SOURCE EXTRACT |
===
A few weeks ago a Muslim friend and I went out dancing together. This isn’t something I usually do with my Muslim friends though. There is something completely taboo about asking a Muslim woman, particularly a hijabi, to go out to a bar and dance. Even though I also identify as a hijabi, I can’t bring myself to ask my peers to engage in one of my favorite pastimes because it feels illicit and wrong.
I am not even referring to the bump-and-grind, ritual-mating dance of our generation (which is basically all I can do thanks to the suburban ‘hood I grew up in). I’m talking about the bounce around to pop songs, lose yourself in the energy kind of dancing.
After all, hijabis don’t go to bars. They definitely don’t go to clubs.
And heaven forbid one of us dances.
Hijab makes a socio-political statement, whether we want it to or not. To the west, hijab epitomizes conservatism and the dreaded word among Muslims, oppression. The popular conception of hijabis in Muslim communities can be just as stifling though.
We are cast as model minorities, embodiments of Islam fit to conservative ideals of what a Muslim woman should be.
Drawing attention to yourself in what could be construed as a sexual way, by laughing in front of men or dancing in mixed company, is taboo. How we use our bodies makes a political statement, so we are encouraged to steer clear of actions that may be outside the conservative norm.
To be honest, I don’t wear my hijabi persona in those situations either.
Despite the fact that I am not doing anything that is strictly wrong in my own eyes, it still feels wrong and uncomfortable. I rationalize my choice to be in that environment. I am not dancing with men after all. I am not drinking after all. I am not even making eye contact with anyone but my friend and that disco ball that this bar resurrected from a by-gone era.
===
STORED RECORDS |
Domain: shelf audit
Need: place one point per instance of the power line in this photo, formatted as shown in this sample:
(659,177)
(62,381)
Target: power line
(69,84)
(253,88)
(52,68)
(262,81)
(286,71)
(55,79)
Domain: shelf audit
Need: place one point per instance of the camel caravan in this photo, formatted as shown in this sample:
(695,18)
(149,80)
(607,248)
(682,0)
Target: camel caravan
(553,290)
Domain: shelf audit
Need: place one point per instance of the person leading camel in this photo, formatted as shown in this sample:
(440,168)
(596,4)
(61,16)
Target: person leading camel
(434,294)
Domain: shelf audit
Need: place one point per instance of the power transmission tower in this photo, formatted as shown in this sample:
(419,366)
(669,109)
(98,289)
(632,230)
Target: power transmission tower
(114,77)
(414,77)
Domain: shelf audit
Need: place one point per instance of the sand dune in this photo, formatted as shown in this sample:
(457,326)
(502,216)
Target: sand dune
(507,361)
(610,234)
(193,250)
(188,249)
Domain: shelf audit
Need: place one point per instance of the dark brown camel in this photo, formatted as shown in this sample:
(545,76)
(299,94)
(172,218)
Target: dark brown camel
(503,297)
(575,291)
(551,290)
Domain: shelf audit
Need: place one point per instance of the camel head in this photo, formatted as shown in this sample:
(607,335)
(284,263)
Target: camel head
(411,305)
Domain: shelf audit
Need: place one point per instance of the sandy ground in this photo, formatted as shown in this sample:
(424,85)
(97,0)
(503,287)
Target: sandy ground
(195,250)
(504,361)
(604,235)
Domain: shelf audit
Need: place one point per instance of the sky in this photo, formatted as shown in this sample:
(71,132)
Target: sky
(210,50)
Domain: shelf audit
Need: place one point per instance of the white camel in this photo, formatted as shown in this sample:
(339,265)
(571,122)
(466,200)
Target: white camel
===
EXERCISE TASKS |
(1) According to the essay on dancing as a hijabi, what does hijab epitomize to the west?
(2) Proceed with the essay on dancing as a hijabi, picking up after its last sentence.
The items come from a separate source.

ANSWER SET |
(1) Conservatism and oppression.

(2)
So I can’t be doing something wrong, right? I wear a hat or a turban that conveniently covers all my hair while still refraining from screaming out to the world that I am a hijabi.
I distance myself from the message I wear on my head on a daily basis and I dance.
I dance because I love it. I love the release of losing myself in the music. I love moving my body in fun and funky ways- even the robot isn’t safe from me. Dancing in a crowd is a different experience than having a dance party in a ‘safe’ all women environment.
The anonymity of a crowd you don’t know and aren’t accountable to means you can break free.
I can finally lose my hyper-vigilance and let go.
Something magical happened that particular night though.
I saw, across the foggy dance floor littered with the remnants of that night’s boisterous crowd, a woman in a sea-foam green hijab dancing. She wasn’t riddled with the guilt I had felt earlier in the night when donning my beanie.
She wasn’t even awkwardly standing to the side, dancing in a corner, hoping one of the brown dudes there wasn’t her mother’s friend’s cousin’s son (he could be there without repercussions of course; his honor was never on the line, his Muslimness less overt) and would report her presence and doom her family’s honor.
Nope, she was front and center, a carefree example of what I could be if I gave up the notion of what a society thought a hijabi should and shouldn’t be doing.
The truth is I conform.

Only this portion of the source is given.